**WHAT THIS TASK INVOLVES**
Answer these questions from the text on staying cool in summer:
(a) Which month does it call usually the warmest in the Northern Hemisphere?
(b) Which two body cooling points does it name?
(c) When does it say the oven and clothes dryer are best used?

**SELECTED PASSAGE**
As we head into the summer don't forget that July is usually the warmest month in the Northern Hemisphere. Depending on where you live, temperatures can reach over 100 degrees! Heat is a great thing to have when you’re cold but when your body temperature is already elevated, increased heat can be deadly.
If possible, stay inside where it is air-conditioned. If your home isn’t properly air-conditioned, many cities host cooling stations for people to go to when temperatures reach record highs. You can also go to other public areas such as malls, community centers, restaurants, etc. for a few hours to make sure that you and your family don’t get too hot.
Stay In the Shade
If you are stuck outside try to stay in the shade as much as possible. If you can’t, it’s good to know your body’s best cooling points such as your wrists and neck. You can apply a cool cloth or ice there to help you keep cool.
Take A Swim
Swimming pools and playing in the sprinkler systems are fun ways to cool off. The young and young at heart love it!
Avoid Using Your Oven and Dryer During the Day
Appliances such as the oven and clothes dryer emit huge amounts of heat. The best time to use them is early in the morning and late at night when temperatures are cooler.

**INPUT DATA**
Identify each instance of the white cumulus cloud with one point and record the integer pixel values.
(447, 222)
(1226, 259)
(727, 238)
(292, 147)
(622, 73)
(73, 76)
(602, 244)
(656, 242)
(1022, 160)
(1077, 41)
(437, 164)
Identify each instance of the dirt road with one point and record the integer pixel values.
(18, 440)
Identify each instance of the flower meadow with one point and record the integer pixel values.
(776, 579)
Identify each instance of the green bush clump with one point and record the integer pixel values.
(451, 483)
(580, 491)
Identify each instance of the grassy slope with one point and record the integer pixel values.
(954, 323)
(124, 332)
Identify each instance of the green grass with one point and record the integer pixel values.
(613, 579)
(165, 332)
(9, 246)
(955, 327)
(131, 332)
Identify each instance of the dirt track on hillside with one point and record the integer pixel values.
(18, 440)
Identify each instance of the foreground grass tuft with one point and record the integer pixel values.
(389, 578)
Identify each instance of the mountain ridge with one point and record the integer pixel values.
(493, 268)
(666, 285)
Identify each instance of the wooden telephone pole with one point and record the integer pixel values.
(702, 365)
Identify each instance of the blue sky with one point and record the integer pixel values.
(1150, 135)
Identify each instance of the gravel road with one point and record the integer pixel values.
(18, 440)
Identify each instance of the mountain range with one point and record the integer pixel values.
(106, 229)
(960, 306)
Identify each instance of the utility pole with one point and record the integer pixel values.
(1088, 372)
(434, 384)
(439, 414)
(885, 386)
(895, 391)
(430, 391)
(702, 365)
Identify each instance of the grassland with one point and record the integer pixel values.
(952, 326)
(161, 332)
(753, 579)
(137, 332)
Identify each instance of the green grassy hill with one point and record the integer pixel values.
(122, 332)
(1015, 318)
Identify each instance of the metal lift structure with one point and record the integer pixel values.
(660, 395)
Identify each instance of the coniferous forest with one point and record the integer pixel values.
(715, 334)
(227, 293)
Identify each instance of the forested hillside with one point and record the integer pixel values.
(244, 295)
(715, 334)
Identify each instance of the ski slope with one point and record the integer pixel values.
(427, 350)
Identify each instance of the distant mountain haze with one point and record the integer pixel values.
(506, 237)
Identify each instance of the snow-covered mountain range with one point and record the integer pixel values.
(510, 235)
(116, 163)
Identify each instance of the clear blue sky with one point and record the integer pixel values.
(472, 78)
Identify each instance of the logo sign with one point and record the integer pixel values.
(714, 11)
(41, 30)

**EXERCISE RESULT**
(a) July
(b) The wrists and neck
(c) Early in the morning and late at night